Consigne:
Reproduisez sans modification le passage de l'extrait sur la distinction entre employé et entrepreneur indépendant, depuis « 48        Ces facteurs, il » jusqu'à « particuliers de l’affaire. » inclus.

Extrait du document:
47        Bien qu’aucun critère universel ne permette de déterminer si une personne est un employé ou un entrepreneur indépendant, je conviens avec le juge MacGuigan que la démarche suivie par le juge Cooke dans la décision Market Investigations, précitée, est convaincante. La question centrale est de savoir si la personne qui a été engagée pour fournir les services les fournit en tant que personne travaillant à son compte. Pour répondre à cette question, il faut toujours prendre en considération le degré de contrôle que l’employeur exerce sur les activités du travailleur. Cependant, il faut aussi se demander, notamment, si le travailleur fournit son propre outillage, s’il engage lui‑même ses assistants, quelle est l’étendue de ses risques financiers, jusqu’à quel point il est responsable des mises de fonds et de la gestion et jusqu’à quel point il peut tirer profit de l’exécution de ses tâches.

 

48        Ces facteurs, il est bon de le répéter, ne sont pas exhaustifs et il n’y a pas de manière préétablie de les appliquer. Leur importance relative respective dépend des circonstances et des faits particuliers de l’affaire.

.

 

[17]         J’examinerai les faits dans les présents appels au regard des facteurs énoncés par le juge Major dans l’arrêt Sagaz.

Lignes du jeu de données:
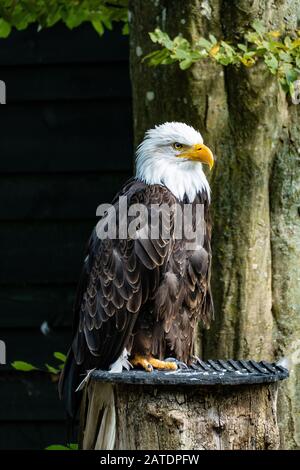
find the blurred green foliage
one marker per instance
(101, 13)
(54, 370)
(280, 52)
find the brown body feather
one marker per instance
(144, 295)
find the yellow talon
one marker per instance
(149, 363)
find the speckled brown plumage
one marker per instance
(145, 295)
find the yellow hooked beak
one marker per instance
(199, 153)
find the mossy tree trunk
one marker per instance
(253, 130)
---
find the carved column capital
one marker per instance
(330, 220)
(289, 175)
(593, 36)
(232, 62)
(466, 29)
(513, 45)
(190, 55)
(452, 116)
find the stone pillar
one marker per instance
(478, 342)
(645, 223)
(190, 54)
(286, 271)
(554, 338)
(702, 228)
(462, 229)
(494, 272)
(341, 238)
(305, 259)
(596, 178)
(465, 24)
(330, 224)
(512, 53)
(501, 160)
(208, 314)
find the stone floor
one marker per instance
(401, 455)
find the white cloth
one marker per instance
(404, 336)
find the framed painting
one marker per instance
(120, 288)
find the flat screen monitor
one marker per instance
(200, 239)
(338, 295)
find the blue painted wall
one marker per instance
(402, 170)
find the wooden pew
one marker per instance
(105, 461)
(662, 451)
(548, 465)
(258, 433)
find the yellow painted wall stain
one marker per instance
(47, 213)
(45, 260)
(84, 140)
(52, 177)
...
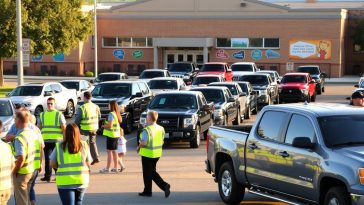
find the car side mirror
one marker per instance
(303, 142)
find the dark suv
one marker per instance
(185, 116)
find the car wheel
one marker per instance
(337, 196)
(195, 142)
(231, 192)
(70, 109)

Réponse finale:
48        Ces facteurs, il est bon de le répéter, ne sont pas exhaustifs et il n’y a pas de manière préétablie de les appliquer. Leur importance relative respective dépend des circonstances et des faits particuliers de l’affaire.